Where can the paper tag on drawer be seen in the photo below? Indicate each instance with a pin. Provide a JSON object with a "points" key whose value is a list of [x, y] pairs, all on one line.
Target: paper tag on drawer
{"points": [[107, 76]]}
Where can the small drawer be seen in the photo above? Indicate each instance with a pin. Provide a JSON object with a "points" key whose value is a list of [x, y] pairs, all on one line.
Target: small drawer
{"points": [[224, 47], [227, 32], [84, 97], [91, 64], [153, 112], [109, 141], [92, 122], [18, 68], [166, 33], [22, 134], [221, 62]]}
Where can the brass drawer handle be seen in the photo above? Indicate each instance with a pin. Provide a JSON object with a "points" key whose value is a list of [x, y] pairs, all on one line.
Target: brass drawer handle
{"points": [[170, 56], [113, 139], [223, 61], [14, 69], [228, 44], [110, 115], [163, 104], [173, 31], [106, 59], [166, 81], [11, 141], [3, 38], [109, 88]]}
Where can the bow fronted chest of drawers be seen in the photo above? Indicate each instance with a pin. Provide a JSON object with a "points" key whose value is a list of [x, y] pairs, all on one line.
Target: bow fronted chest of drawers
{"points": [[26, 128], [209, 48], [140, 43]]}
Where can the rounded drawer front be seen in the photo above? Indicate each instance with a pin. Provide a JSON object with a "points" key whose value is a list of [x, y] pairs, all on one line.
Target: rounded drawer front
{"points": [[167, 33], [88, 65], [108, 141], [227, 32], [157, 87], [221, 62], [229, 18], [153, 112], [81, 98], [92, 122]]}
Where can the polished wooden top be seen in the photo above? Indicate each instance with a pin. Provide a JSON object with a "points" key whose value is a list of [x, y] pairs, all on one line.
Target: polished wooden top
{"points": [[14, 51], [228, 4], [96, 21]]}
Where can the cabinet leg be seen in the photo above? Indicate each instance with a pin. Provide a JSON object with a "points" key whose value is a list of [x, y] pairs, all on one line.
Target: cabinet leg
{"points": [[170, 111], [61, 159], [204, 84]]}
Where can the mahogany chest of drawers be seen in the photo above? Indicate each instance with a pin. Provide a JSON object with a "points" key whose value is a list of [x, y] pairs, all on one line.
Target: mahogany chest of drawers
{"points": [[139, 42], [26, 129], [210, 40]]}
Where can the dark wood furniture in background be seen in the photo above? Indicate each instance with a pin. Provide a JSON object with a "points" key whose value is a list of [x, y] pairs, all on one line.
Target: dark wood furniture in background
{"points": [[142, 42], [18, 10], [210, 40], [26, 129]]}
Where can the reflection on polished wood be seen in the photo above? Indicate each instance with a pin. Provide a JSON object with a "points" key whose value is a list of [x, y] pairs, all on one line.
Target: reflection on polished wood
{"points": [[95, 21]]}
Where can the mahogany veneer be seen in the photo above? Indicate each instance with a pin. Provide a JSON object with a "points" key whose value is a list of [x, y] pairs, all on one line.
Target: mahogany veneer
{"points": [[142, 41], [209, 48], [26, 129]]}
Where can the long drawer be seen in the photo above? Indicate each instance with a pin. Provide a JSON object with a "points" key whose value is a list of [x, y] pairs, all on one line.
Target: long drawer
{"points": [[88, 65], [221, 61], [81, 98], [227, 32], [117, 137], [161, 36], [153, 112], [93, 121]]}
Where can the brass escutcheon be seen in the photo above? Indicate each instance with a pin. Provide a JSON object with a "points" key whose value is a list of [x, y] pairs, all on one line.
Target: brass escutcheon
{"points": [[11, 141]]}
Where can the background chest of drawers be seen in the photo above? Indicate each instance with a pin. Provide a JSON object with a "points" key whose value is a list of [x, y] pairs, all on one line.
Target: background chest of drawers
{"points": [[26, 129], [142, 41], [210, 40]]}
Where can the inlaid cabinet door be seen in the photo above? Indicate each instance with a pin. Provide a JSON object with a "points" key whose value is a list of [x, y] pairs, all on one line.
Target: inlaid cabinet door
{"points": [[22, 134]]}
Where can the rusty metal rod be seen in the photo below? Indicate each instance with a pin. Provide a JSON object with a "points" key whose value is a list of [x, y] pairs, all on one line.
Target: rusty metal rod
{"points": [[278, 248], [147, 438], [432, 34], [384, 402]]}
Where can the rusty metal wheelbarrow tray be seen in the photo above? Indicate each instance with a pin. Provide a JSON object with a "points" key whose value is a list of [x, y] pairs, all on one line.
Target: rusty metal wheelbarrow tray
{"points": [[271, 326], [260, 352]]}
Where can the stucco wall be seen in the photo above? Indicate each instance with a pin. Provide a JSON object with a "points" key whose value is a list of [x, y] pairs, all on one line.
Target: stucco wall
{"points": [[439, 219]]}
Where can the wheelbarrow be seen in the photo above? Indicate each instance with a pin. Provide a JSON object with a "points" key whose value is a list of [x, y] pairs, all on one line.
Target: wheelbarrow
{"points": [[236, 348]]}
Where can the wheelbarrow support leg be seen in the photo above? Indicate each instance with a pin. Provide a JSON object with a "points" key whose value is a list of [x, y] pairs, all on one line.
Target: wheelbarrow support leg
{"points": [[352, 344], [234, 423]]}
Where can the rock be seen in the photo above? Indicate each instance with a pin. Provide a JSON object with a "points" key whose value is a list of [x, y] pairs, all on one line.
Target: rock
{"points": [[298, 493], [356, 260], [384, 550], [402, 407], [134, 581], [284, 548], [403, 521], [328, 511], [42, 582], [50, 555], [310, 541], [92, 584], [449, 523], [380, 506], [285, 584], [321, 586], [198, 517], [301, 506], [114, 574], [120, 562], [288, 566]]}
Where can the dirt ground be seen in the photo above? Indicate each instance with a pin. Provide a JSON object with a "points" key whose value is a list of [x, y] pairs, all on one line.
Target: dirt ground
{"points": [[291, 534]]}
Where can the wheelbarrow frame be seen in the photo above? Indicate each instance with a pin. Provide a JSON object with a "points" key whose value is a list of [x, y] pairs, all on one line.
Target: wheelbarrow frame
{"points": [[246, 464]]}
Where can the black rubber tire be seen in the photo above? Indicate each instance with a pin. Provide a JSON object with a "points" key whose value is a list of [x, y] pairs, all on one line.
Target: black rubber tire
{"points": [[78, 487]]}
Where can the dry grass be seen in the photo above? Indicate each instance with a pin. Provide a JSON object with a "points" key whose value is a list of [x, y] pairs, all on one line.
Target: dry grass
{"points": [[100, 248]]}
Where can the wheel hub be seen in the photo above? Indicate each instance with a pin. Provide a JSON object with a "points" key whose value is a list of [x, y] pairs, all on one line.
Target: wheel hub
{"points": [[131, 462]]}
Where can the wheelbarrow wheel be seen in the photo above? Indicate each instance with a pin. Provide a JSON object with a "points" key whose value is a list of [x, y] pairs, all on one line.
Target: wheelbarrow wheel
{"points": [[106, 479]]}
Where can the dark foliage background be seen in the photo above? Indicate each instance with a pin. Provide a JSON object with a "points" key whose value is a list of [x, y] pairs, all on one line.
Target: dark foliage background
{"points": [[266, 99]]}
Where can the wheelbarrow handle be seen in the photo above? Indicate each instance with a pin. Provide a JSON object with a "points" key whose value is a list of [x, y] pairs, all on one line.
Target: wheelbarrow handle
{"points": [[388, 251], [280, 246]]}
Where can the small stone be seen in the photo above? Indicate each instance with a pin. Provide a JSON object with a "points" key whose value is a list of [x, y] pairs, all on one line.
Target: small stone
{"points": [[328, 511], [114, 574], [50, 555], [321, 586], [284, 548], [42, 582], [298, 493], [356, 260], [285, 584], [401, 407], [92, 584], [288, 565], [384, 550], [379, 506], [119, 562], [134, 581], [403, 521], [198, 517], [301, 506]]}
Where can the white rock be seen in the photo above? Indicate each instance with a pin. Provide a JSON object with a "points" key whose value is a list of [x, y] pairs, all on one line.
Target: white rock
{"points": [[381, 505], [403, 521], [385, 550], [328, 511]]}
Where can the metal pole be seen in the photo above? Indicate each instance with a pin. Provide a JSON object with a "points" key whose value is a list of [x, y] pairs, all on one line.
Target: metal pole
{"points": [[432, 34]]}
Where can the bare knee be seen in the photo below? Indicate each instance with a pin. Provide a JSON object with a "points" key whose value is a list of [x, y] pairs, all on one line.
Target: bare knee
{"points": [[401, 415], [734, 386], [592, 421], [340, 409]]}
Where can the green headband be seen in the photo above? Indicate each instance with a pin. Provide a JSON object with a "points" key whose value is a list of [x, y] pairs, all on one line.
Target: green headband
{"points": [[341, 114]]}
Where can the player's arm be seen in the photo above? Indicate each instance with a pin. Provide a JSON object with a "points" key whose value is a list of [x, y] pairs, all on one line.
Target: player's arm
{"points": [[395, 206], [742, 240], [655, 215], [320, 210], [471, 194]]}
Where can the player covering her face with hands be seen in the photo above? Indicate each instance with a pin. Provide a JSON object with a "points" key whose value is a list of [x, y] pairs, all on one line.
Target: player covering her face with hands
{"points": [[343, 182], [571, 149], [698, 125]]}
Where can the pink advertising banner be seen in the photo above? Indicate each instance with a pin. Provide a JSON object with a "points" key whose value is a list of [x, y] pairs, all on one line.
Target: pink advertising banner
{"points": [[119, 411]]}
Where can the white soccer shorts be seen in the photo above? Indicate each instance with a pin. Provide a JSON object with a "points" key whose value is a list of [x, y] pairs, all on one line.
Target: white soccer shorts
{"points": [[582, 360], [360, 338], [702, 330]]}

* _Instructions to follow_: Wherever the string "below" appears in the data above, report the whole line.

* _Response for this exercise_:
Where can the paper tag on drawer be seen in the photo below? Indicate each instance with a pin. Provide a JSON object with a "points" key whose value is a list of [x, y] pairs, all on one line.
Where can the rusty metal rod be seen in the photo below? Indicate each instance with a pin. Provide a JSON object with a "points" key whose value is a list of [x, y] pairs, all on one line.
Where can the bare knee be seen in the photo below? Indicate each instance with a pin. Provide a JSON object with a "points" key whose value is a list of [x, y] pairs, all on one line.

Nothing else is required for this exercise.